*** Opening Exercise data ***

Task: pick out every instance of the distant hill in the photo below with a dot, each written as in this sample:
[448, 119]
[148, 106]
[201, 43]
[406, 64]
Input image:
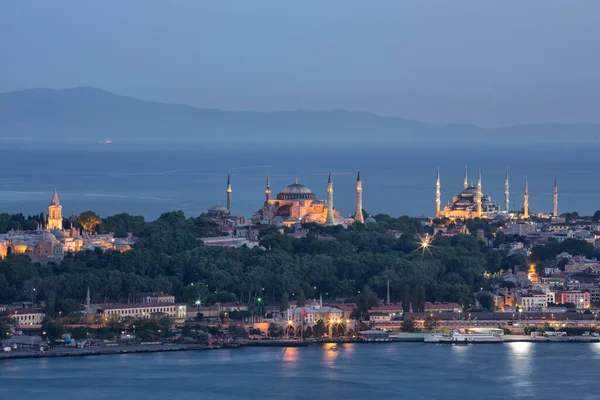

*** Closing Exercise data ***

Write out the material above exactly. Skip the pictures.

Written solution:
Task: pick out every instance of the distant hill in the photo below with a dot, each written as in this sample:
[448, 119]
[148, 106]
[201, 43]
[406, 64]
Input image:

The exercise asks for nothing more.